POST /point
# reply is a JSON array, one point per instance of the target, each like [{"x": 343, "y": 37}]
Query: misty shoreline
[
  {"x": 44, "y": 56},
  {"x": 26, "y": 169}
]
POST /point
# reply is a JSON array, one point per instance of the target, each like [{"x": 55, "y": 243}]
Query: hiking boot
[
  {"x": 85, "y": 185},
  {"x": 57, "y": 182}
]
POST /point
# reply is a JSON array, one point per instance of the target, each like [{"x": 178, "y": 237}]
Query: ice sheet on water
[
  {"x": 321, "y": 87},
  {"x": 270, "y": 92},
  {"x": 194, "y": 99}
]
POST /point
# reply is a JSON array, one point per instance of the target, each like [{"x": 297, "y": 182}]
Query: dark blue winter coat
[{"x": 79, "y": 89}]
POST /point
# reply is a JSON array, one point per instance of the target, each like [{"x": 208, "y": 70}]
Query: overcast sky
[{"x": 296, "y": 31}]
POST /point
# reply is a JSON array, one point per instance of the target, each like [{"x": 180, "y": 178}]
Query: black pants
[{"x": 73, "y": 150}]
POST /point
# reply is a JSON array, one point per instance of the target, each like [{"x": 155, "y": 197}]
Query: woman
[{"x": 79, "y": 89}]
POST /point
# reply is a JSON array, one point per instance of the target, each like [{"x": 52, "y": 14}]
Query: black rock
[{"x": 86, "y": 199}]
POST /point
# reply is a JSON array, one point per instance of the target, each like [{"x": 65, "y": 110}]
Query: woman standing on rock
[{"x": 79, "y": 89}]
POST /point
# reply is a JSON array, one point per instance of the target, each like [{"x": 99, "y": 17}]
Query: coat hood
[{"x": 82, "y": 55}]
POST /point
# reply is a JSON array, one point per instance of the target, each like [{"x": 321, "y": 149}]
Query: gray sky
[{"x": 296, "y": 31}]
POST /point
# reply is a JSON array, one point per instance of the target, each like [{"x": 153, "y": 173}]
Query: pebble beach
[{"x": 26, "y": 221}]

• Given instruction: How many lines of the material above contain the word "woman"? Reply with the number only.

• Solution to the exercise: 2